:: Your goal ::
Find every line in the data below that contains the word "metal" and copy each one. Case counts.
--- START Provided material ---
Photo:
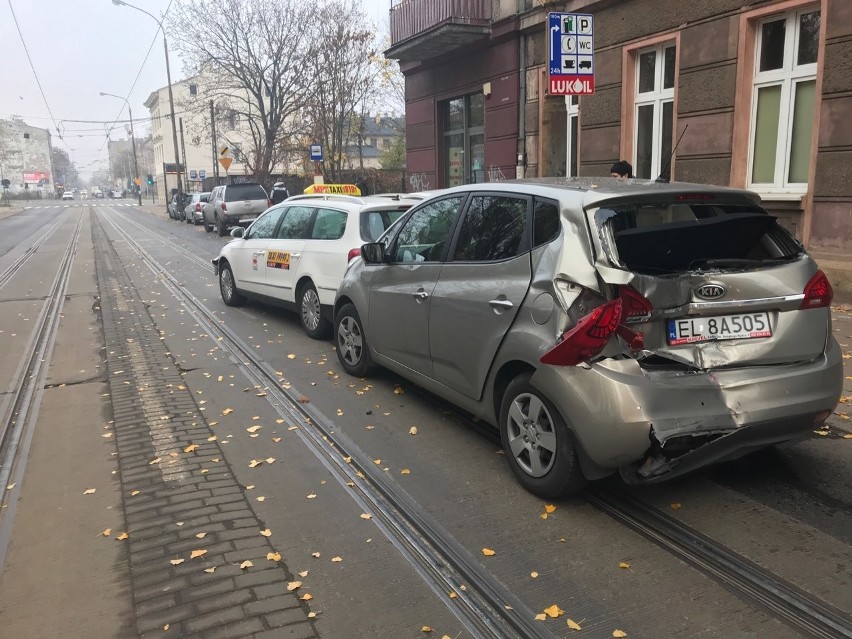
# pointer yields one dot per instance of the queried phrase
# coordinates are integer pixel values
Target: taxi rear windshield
(237, 192)
(680, 237)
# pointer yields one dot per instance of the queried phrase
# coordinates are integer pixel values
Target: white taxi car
(295, 254)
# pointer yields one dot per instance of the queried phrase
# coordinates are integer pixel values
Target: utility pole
(213, 140)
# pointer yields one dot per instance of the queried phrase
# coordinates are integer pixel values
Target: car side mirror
(373, 253)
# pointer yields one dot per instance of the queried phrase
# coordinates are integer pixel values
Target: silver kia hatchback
(603, 325)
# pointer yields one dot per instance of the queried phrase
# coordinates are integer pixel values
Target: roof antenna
(669, 161)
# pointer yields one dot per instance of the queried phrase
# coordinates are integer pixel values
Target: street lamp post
(169, 80)
(133, 140)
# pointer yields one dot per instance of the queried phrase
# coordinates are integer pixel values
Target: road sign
(571, 67)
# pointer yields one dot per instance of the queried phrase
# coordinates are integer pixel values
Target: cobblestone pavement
(180, 496)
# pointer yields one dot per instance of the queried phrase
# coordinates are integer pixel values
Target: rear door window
(328, 225)
(296, 222)
(239, 192)
(494, 228)
(425, 235)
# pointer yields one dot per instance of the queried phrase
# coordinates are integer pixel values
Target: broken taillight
(818, 292)
(587, 338)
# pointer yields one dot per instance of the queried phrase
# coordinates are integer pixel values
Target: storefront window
(463, 122)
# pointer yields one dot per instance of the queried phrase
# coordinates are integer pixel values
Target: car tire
(351, 343)
(538, 443)
(310, 313)
(228, 287)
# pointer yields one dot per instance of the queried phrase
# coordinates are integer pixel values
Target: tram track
(404, 521)
(9, 272)
(481, 602)
(20, 406)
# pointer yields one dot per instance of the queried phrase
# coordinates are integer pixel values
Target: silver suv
(602, 325)
(234, 205)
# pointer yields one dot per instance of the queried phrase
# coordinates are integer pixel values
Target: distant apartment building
(757, 92)
(26, 158)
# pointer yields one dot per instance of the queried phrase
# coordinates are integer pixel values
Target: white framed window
(784, 102)
(653, 114)
(572, 158)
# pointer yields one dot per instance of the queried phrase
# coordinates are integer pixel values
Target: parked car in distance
(296, 253)
(192, 212)
(602, 325)
(234, 205)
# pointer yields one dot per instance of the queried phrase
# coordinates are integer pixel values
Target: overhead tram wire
(35, 74)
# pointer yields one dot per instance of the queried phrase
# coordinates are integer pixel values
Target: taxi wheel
(310, 312)
(351, 342)
(228, 287)
(538, 443)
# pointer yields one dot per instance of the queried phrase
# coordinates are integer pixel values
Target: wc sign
(571, 68)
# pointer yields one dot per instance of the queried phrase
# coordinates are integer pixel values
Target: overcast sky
(80, 48)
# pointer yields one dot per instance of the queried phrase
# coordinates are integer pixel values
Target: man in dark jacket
(279, 192)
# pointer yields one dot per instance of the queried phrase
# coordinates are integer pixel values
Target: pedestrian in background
(622, 169)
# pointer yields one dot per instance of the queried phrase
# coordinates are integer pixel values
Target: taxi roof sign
(340, 189)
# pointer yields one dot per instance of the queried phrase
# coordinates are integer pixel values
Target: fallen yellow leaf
(553, 611)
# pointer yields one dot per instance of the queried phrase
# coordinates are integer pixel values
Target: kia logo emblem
(711, 291)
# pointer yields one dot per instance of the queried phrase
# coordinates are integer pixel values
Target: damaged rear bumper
(657, 424)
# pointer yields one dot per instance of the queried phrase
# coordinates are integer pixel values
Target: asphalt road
(134, 377)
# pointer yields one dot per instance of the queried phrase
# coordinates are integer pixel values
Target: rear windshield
(678, 237)
(236, 192)
(374, 223)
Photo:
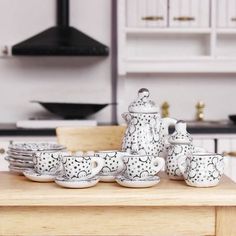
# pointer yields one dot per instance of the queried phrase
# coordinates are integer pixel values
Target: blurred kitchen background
(82, 79)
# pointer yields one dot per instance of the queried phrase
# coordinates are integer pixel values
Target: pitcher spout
(166, 122)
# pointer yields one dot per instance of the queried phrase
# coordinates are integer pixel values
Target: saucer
(64, 182)
(125, 182)
(34, 176)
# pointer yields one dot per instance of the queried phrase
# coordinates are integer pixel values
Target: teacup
(174, 152)
(202, 169)
(81, 167)
(47, 162)
(141, 167)
(113, 164)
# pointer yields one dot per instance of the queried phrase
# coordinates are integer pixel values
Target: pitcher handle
(157, 164)
(99, 163)
(182, 163)
(120, 166)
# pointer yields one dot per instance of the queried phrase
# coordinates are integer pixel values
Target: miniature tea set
(147, 148)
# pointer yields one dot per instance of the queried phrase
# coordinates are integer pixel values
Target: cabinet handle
(231, 154)
(184, 18)
(2, 150)
(153, 18)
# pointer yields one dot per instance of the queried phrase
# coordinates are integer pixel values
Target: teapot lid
(143, 104)
(180, 136)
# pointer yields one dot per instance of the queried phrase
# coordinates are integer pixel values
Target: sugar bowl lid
(143, 104)
(180, 136)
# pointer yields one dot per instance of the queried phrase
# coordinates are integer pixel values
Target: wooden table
(169, 209)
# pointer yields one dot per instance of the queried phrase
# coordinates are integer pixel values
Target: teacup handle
(182, 163)
(120, 166)
(197, 149)
(99, 163)
(157, 164)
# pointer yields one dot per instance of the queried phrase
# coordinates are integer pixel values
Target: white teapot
(146, 132)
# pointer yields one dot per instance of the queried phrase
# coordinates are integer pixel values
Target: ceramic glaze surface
(146, 132)
(113, 163)
(180, 144)
(81, 167)
(47, 162)
(174, 152)
(202, 170)
(138, 167)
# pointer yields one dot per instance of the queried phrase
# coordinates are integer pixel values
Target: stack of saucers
(20, 155)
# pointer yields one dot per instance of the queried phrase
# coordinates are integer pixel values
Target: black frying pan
(72, 110)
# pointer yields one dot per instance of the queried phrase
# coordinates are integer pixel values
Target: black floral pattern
(204, 169)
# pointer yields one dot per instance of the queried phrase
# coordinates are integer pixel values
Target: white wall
(183, 91)
(52, 79)
(88, 80)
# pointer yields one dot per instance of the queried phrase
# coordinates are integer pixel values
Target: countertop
(10, 129)
(19, 191)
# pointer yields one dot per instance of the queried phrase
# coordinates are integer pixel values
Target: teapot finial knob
(143, 93)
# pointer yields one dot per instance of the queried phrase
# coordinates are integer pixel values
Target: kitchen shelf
(226, 31)
(167, 49)
(167, 31)
(180, 65)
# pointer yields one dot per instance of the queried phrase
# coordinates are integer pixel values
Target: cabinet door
(226, 13)
(228, 145)
(208, 144)
(3, 149)
(146, 13)
(189, 13)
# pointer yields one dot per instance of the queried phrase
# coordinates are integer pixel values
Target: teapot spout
(166, 122)
(126, 116)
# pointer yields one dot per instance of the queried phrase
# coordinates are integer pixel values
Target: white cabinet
(207, 144)
(186, 13)
(228, 145)
(226, 13)
(176, 36)
(146, 13)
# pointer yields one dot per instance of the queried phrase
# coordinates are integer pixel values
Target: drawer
(146, 13)
(226, 13)
(186, 13)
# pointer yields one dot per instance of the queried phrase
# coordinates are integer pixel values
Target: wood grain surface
(163, 221)
(19, 191)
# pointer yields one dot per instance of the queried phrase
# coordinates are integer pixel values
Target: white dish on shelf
(19, 162)
(30, 148)
(34, 176)
(64, 182)
(17, 170)
(125, 182)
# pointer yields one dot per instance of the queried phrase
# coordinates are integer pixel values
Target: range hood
(60, 40)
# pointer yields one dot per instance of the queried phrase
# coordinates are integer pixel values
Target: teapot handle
(157, 164)
(182, 164)
(167, 122)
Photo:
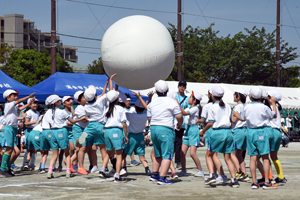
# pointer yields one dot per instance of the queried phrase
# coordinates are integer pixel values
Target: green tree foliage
(242, 59)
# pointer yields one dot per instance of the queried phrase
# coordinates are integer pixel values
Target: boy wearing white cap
(258, 118)
(10, 127)
(162, 112)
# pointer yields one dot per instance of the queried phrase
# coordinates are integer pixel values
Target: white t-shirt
(10, 112)
(258, 115)
(32, 116)
(79, 113)
(96, 111)
(162, 111)
(117, 118)
(136, 121)
(240, 109)
(219, 115)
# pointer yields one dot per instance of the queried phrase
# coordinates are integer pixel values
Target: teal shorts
(163, 139)
(45, 139)
(33, 141)
(8, 136)
(191, 136)
(275, 141)
(258, 141)
(95, 131)
(113, 138)
(136, 144)
(59, 138)
(240, 138)
(221, 141)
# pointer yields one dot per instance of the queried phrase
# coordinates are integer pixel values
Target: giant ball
(140, 50)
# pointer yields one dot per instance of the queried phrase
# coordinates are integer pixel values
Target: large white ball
(140, 50)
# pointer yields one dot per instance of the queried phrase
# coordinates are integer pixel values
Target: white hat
(90, 93)
(197, 95)
(217, 91)
(255, 92)
(9, 92)
(277, 95)
(161, 86)
(139, 104)
(66, 98)
(241, 91)
(77, 94)
(112, 95)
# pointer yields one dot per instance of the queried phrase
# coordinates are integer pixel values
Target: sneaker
(135, 163)
(234, 184)
(199, 174)
(82, 138)
(278, 180)
(82, 171)
(255, 185)
(164, 181)
(154, 178)
(269, 186)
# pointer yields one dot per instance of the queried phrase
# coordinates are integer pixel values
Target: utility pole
(179, 53)
(278, 44)
(53, 36)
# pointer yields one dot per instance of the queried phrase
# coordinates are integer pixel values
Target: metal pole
(53, 37)
(179, 53)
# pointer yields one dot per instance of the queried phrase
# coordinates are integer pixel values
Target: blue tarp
(66, 84)
(7, 82)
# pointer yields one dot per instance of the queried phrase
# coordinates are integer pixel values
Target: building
(22, 34)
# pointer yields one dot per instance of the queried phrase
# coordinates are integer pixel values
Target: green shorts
(221, 141)
(191, 136)
(8, 136)
(59, 138)
(136, 144)
(163, 139)
(240, 138)
(113, 138)
(258, 141)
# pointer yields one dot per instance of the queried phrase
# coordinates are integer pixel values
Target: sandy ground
(31, 185)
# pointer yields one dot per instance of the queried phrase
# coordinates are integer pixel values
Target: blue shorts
(163, 138)
(221, 141)
(240, 138)
(191, 136)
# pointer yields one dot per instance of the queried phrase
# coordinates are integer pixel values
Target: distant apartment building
(22, 34)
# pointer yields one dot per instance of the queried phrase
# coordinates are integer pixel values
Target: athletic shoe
(135, 163)
(164, 181)
(154, 178)
(82, 138)
(234, 184)
(199, 174)
(174, 175)
(269, 186)
(279, 180)
(255, 185)
(82, 171)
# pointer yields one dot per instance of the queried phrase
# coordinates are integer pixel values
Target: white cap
(241, 91)
(66, 98)
(139, 104)
(9, 92)
(255, 92)
(161, 86)
(277, 95)
(77, 94)
(217, 91)
(197, 95)
(90, 93)
(112, 95)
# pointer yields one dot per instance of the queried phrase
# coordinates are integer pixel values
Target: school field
(31, 185)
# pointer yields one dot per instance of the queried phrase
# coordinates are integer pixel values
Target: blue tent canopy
(66, 84)
(7, 82)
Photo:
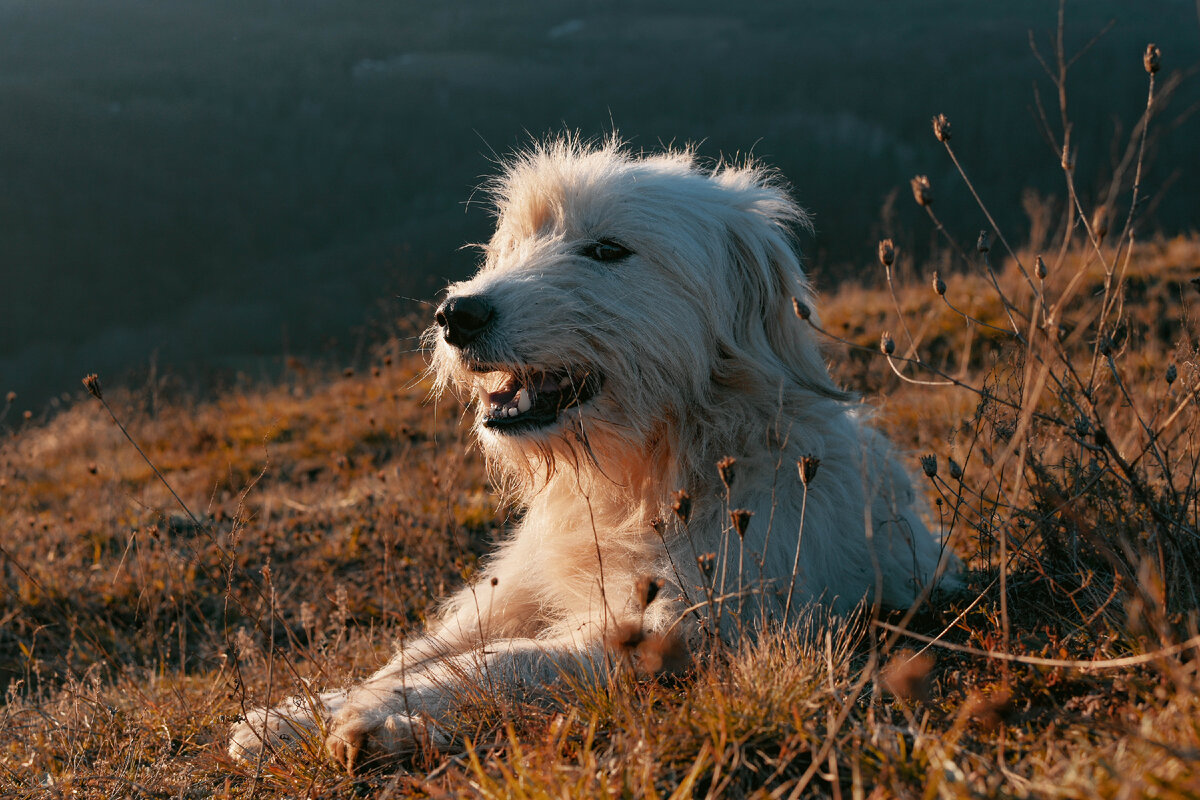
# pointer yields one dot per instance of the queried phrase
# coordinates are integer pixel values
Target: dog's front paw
(358, 737)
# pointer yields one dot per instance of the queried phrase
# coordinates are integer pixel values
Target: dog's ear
(766, 276)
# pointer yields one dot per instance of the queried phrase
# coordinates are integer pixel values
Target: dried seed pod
(922, 191)
(1150, 59)
(93, 384)
(942, 127)
(929, 464)
(887, 253)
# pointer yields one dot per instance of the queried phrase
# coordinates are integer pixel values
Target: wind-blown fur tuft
(651, 299)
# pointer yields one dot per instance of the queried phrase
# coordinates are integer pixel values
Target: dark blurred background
(208, 186)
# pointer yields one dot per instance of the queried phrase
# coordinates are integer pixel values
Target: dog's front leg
(395, 714)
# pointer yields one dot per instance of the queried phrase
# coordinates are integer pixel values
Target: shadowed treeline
(217, 184)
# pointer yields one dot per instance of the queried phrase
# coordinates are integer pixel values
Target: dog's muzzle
(465, 319)
(517, 402)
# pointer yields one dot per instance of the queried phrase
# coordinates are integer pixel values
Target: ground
(301, 525)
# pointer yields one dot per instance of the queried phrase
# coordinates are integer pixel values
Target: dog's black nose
(465, 319)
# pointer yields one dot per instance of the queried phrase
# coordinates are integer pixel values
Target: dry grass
(324, 515)
(334, 509)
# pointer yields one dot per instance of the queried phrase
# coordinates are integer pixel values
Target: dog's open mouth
(529, 400)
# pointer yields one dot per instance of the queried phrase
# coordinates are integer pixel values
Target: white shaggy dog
(631, 326)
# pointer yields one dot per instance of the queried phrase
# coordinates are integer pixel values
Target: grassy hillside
(333, 507)
(169, 558)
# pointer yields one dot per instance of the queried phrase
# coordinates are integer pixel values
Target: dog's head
(624, 296)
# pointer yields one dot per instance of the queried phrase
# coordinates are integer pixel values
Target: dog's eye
(606, 250)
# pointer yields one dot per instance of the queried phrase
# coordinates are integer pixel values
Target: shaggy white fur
(633, 325)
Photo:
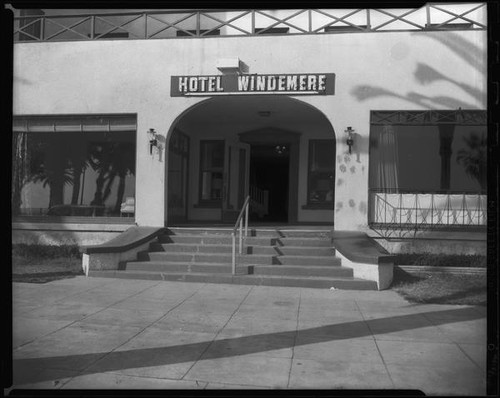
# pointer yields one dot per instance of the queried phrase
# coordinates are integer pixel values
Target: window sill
(207, 205)
(318, 206)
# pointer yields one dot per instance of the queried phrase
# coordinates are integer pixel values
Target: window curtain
(20, 169)
(388, 159)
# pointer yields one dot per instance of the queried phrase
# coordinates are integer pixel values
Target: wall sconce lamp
(280, 149)
(350, 137)
(153, 141)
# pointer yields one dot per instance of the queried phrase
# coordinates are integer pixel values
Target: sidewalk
(104, 333)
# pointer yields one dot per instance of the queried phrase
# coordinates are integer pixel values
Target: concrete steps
(272, 257)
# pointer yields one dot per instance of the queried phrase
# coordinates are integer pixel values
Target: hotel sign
(291, 84)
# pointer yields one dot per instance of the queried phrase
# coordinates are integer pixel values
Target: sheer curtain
(388, 159)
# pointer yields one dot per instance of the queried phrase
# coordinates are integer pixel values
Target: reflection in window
(321, 172)
(211, 168)
(439, 158)
(75, 170)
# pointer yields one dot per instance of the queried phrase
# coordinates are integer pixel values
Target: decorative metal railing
(206, 23)
(398, 214)
(429, 117)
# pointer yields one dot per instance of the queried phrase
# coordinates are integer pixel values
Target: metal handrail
(239, 229)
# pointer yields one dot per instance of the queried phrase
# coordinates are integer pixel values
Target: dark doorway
(269, 176)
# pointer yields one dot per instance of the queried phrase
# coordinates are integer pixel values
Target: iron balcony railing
(208, 23)
(392, 210)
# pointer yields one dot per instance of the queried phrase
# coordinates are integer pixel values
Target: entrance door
(236, 179)
(269, 178)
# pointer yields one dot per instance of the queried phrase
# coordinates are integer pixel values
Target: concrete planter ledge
(367, 258)
(430, 269)
(111, 255)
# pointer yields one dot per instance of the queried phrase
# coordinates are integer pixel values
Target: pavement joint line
(81, 319)
(218, 332)
(138, 333)
(376, 345)
(294, 340)
(468, 357)
(229, 384)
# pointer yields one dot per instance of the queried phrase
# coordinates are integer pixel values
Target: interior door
(236, 179)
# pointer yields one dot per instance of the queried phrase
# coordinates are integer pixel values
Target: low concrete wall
(380, 273)
(58, 234)
(435, 242)
(125, 247)
(428, 269)
(110, 261)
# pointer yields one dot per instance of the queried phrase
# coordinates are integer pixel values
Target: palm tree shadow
--- END Provided material ---
:: Exercise response ::
Target: metal pole
Target: decorative metal railing
Target: metal handrail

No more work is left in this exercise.